◆ TASK OBJECTIVE:
Copy exactly the lines from the "flame, that would be wonderful." line to the end, both included, and nothing else.

[Location identification items]
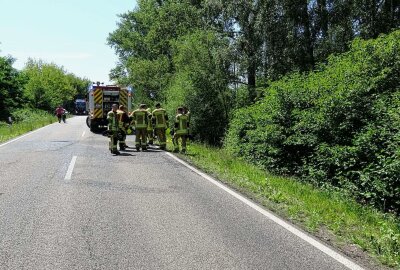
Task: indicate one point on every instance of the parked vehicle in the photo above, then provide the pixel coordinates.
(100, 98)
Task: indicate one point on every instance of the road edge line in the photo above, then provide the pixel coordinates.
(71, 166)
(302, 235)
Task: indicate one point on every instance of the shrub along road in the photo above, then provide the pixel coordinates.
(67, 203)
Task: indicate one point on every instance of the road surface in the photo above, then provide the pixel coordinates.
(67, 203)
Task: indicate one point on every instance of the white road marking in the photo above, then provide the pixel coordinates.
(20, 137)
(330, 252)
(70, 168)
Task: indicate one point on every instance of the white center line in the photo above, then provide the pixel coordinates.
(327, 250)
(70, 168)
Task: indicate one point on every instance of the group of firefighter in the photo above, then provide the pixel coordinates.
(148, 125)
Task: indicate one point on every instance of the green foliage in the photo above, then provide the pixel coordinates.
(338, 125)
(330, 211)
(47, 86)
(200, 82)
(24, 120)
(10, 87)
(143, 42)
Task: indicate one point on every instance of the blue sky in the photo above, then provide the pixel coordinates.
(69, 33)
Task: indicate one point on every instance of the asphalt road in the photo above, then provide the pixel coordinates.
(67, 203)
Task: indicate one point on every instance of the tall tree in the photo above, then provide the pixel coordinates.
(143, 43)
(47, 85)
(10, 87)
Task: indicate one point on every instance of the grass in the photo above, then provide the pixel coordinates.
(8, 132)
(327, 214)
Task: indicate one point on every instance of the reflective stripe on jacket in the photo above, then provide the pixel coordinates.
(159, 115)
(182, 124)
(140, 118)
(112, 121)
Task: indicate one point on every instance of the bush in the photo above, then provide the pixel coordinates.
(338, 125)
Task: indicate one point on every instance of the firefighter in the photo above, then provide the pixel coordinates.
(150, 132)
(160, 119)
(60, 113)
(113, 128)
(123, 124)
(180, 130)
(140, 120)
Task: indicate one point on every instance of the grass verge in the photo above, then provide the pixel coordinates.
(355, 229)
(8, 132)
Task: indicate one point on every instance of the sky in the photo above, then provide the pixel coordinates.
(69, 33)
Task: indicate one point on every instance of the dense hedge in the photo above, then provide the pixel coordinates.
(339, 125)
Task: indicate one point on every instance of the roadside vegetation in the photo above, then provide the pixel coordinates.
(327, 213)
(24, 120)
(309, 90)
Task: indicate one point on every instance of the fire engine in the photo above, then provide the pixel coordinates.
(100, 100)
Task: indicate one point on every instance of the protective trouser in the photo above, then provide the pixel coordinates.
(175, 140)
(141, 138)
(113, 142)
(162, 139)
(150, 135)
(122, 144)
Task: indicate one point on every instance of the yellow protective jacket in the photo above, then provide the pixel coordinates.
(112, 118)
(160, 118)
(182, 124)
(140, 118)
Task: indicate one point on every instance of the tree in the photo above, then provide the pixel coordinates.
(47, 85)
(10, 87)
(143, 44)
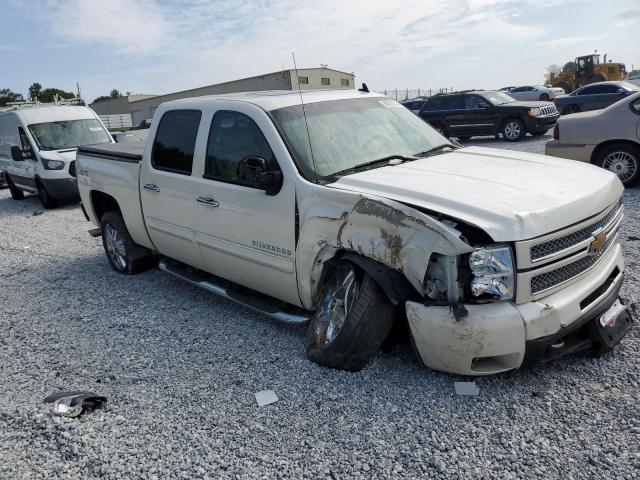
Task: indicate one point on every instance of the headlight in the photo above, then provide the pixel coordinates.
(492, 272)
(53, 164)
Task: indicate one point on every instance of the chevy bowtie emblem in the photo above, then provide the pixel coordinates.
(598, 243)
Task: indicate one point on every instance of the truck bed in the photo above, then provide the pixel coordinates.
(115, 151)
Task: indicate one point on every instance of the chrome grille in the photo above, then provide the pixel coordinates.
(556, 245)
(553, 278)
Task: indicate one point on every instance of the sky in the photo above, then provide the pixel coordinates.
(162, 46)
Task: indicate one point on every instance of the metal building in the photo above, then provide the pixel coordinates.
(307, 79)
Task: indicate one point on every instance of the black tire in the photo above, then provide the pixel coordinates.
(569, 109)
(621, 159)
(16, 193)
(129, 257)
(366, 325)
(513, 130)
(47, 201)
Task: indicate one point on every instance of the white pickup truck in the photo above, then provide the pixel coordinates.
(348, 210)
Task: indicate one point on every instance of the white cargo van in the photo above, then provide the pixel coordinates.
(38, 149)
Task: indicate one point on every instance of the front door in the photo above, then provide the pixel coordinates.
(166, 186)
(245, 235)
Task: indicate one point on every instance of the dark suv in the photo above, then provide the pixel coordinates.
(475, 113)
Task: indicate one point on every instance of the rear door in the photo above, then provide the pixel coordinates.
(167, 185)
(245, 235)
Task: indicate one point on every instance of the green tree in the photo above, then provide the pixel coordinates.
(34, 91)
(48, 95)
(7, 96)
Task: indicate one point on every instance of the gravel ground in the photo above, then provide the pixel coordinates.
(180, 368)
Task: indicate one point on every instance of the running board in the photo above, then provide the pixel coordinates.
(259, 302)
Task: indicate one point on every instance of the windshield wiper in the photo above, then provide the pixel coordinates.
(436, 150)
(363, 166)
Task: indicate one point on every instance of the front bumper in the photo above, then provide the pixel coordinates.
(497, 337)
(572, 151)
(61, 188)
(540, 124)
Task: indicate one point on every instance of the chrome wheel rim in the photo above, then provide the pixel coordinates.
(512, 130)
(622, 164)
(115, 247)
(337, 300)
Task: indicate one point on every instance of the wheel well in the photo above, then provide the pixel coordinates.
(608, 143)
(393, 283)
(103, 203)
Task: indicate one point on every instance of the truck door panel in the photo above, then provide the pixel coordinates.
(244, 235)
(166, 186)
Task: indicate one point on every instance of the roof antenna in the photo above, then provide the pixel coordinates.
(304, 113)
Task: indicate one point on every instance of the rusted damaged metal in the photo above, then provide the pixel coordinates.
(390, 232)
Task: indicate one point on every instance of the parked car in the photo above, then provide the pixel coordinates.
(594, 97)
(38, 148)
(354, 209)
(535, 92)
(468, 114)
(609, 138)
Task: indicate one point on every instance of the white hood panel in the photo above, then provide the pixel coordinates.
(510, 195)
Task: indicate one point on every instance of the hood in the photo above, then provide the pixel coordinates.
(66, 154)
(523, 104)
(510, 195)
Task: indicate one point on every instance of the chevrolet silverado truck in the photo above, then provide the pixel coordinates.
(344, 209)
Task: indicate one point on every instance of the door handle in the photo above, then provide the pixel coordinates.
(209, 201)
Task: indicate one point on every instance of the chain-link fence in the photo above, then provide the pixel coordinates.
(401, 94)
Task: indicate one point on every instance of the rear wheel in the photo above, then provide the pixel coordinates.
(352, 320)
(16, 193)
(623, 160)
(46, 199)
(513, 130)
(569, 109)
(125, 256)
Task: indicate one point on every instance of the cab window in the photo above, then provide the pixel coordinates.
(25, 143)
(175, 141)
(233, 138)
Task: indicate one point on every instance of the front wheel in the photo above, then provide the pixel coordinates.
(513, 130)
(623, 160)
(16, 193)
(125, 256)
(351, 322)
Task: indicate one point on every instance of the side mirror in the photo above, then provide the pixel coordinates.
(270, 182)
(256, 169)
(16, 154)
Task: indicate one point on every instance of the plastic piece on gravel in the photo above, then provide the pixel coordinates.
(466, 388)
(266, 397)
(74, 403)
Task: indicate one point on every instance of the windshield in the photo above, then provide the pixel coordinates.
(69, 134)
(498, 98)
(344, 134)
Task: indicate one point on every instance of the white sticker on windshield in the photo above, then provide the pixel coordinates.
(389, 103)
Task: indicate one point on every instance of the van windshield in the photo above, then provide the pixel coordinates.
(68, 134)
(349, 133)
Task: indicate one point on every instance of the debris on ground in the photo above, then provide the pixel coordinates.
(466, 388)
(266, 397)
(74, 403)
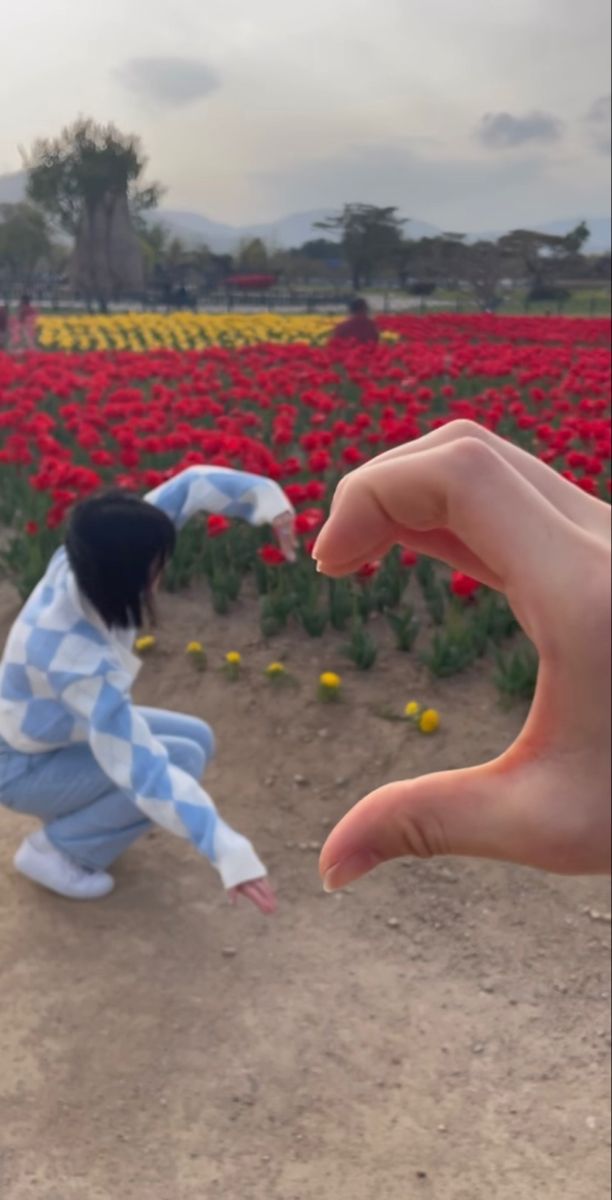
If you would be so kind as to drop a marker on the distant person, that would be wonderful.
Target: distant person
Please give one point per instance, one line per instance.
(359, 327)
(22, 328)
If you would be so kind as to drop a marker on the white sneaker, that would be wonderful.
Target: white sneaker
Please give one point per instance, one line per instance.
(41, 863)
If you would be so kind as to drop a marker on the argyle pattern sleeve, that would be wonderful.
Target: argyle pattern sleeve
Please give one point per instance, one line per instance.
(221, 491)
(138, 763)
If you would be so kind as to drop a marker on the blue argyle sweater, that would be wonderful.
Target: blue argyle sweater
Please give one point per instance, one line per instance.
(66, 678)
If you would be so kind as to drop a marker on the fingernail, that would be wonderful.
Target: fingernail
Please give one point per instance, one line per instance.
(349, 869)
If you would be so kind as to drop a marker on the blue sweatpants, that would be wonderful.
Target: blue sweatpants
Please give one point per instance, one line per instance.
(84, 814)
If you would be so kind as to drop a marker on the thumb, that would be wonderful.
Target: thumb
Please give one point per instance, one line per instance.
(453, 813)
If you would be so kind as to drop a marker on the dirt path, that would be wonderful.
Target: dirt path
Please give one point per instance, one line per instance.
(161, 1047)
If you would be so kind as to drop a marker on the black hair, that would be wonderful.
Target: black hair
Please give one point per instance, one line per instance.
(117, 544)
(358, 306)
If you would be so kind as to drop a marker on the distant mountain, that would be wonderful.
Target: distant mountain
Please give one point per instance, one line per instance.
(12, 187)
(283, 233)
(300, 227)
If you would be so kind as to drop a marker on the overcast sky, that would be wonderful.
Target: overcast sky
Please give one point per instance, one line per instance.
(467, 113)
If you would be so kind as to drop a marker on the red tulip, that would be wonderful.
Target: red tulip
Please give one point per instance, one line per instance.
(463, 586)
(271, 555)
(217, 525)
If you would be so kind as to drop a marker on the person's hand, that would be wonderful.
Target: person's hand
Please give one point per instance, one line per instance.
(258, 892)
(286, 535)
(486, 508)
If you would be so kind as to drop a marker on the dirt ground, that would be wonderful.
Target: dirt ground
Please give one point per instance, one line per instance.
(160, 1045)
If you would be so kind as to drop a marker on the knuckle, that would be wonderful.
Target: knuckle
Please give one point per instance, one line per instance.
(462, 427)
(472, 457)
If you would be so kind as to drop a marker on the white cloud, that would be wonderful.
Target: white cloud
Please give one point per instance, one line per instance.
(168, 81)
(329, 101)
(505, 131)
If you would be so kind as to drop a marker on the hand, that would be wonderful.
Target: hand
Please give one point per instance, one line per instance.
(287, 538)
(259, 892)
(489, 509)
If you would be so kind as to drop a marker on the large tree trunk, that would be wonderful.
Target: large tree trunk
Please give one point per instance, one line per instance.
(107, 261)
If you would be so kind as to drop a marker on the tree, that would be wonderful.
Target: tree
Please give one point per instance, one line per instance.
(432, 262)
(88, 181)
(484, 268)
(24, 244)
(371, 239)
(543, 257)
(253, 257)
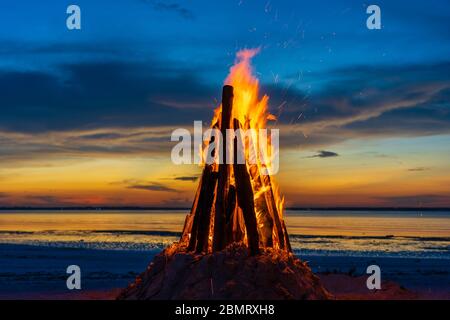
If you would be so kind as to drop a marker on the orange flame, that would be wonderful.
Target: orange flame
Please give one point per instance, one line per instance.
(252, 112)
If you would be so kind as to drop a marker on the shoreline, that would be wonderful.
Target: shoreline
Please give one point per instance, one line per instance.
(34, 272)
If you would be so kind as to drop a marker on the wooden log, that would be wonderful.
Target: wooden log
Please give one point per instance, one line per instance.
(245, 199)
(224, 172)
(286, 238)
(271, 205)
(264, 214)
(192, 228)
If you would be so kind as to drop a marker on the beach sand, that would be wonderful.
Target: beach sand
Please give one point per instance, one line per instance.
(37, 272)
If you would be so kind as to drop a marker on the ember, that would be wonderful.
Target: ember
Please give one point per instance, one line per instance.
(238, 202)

◆ ANSWER TO THE TASK:
If you would be so kind as to drop a marker on the orange flame, that would be wonderful.
Target: orange flame
Please give one point per instance, one line per instance.
(252, 112)
If you would be so kind as to drop a marker on the shoreline, that would be wonderful.
Target: shoreline
Please give one point per instance, one line per instance.
(34, 272)
If you would be so kind as to drop a marker on the wooden log, that would be wonderful.
Target: wooden log
Please give one point per instance, one line per instance.
(245, 199)
(224, 172)
(286, 238)
(271, 205)
(264, 214)
(192, 228)
If you would be so kind as to drop a marker on the beach sand, that would be wonderful.
Target: beach sand
Please give one point per instance, one line per instance.
(37, 272)
If you would be so kind as to drop a marker on the ember, that would be wonderful.
Target: ember
Please give one point per instance, one line per instance.
(238, 202)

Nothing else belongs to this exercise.